= Task item =
Set down the records below in full, exactly as they read.

= Data for this task =
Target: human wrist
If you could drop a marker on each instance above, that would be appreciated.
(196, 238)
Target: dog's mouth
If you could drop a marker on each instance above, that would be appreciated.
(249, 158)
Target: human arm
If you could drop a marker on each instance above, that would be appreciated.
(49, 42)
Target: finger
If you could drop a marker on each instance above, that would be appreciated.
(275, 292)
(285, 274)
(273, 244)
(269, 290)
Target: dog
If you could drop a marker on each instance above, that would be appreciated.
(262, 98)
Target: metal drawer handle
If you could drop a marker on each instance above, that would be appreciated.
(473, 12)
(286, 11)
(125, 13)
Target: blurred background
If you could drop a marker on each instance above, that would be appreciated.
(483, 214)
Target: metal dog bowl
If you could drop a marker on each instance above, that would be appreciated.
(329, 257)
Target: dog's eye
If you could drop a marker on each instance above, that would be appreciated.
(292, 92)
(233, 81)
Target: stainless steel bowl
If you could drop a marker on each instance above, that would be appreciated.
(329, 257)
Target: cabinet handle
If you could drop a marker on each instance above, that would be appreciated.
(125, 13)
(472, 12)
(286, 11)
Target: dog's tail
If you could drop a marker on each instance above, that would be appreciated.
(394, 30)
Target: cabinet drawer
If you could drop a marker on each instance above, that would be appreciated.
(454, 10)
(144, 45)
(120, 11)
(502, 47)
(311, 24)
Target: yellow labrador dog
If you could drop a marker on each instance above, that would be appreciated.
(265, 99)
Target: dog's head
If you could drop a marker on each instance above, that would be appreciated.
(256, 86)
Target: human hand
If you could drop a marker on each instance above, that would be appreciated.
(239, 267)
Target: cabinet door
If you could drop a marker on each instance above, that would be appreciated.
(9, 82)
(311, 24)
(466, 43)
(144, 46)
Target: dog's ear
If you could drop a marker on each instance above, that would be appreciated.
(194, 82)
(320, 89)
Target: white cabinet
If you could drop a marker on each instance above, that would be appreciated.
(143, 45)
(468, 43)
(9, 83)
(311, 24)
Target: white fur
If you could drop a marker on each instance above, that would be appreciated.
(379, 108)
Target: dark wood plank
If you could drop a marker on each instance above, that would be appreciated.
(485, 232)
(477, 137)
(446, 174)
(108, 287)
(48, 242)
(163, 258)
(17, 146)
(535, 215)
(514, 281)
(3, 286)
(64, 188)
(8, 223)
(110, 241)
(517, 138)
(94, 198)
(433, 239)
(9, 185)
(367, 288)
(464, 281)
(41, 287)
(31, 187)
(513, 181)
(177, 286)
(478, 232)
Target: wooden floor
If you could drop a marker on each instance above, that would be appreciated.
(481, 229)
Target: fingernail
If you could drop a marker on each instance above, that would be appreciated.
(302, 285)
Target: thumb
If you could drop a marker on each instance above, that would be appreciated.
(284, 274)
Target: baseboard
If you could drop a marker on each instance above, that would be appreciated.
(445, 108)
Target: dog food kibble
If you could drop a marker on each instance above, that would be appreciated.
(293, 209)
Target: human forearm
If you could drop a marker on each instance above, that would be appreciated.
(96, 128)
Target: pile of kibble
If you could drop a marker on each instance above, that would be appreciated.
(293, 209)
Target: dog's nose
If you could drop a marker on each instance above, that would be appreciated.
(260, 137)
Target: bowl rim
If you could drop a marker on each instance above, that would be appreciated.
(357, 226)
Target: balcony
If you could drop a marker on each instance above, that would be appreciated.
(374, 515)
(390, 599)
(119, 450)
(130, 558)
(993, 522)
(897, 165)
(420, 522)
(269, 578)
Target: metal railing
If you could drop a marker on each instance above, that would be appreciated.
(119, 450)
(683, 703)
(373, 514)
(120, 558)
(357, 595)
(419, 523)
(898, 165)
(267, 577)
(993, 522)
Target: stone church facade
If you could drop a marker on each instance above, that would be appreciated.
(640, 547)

= Written reply =
Target: human wrist
If you could drop a marker on each instance above, that would be appreciated.
(196, 238)
Target: dog's mouth
If you could drop a marker on each instance above, that would be appreciated.
(249, 158)
Target: human arm
If you could drop a marker on each instance above, that would be appreciated.
(49, 42)
Target: finger
If you could drop a marker on each instance above, that would be appreciated.
(275, 292)
(285, 274)
(273, 244)
(269, 290)
Target: dog
If you could drop a marker on each instance above, that would be appreciated.
(262, 98)
Target: metal drawer handle
If you could drop a marker on each instance above, that would be appreciated.
(473, 12)
(286, 11)
(125, 13)
Target: blurred background
If you could drop a marker on each instance above, that would be appreciated.
(483, 214)
Target: metal dog bowl
If you could drop a marker on each instance above, that would be appreciated.
(329, 257)
Target: dog's eye
If you could drop a marker on each instance above, that would be appreciated.
(292, 92)
(233, 81)
Target: stainless steel bowl
If you could drop a marker on each instance above, that would be appreciated.
(329, 257)
Target: cabinet handle
If you could drop a marker on each instance above, that would be appreciated.
(125, 13)
(472, 12)
(286, 11)
Target: dog's tail
If you could drop a marker on each instance above, that would be appreciated.
(394, 30)
Target: cabinet drawer
If you could drop a marker on each instance above, that would be appreciated.
(454, 10)
(144, 45)
(120, 11)
(502, 47)
(311, 24)
Target: yellow labrador dog
If you could drop a marker on each instance above, that would be appreciated.
(265, 99)
Target: dog's head
If you could drop a marker on each instance above, that would be appreciated.
(256, 86)
Target: human hand
If you could drop a marker on each instance above, that would be appreciated.
(239, 267)
Target: cabinet door
If you could drop a marker on each instance above, that would be appreciated.
(9, 82)
(311, 24)
(466, 43)
(144, 46)
Target: dog's ear
If you could drop a marker on each instance above, that would be appreciated.
(194, 82)
(320, 89)
Target: white cabinet
If you could drop a marker on each instance above, that would be appreciated.
(143, 45)
(468, 43)
(9, 83)
(311, 24)
Target: white fur
If you could drop a marker on each instance above, that would be appreciated.
(379, 108)
Target: dark wood plank
If you could drop a marker on each instance above, that would be appreciated.
(485, 232)
(477, 137)
(446, 174)
(108, 287)
(48, 242)
(163, 258)
(17, 146)
(535, 215)
(514, 281)
(3, 286)
(64, 188)
(8, 223)
(110, 241)
(517, 138)
(94, 198)
(433, 239)
(9, 185)
(367, 288)
(464, 281)
(41, 287)
(31, 187)
(513, 181)
(177, 286)
(478, 232)
Target: wooden floor
If you could drop a marker on each instance above, that would be appreciated.
(481, 229)
Target: fingernail
If you could drop a marker on each instance above, that would be appreciated.
(302, 285)
Target: thumb
If you could drop a marker on each instance above, that would be appreciated.
(284, 274)
Target: baseboard
If you could drop a marker on each instance above, that would be appreciated.
(445, 108)
Target: dog food kibble
If you could drop a marker on each instance above, that would be appreciated.
(293, 209)
Target: human forearm
If you could drop a marker on each instance above, that would be appreciated.
(96, 128)
Target: pile of kibble
If you could drop a marker on each instance above, that would be appreciated.
(293, 209)
Target: dog's nose
If you could drop a marker on each instance above, that would be appreciated.
(260, 137)
Target: bowl rim
If you could drop a marker on each instance above, that would be appreciated.
(357, 226)
Target: balcony
If you could drop a marker on each instance above, that would be appreciated.
(374, 515)
(390, 599)
(119, 450)
(130, 558)
(993, 522)
(897, 165)
(420, 522)
(269, 578)
Target: metal railing
If you could drop a marker on each instance above, that would be appreciated.
(119, 450)
(683, 703)
(373, 514)
(120, 558)
(357, 595)
(419, 523)
(898, 165)
(267, 577)
(993, 522)
Target: stone church facade
If you could drop a marker on each instance above, that would be appreciated.
(640, 547)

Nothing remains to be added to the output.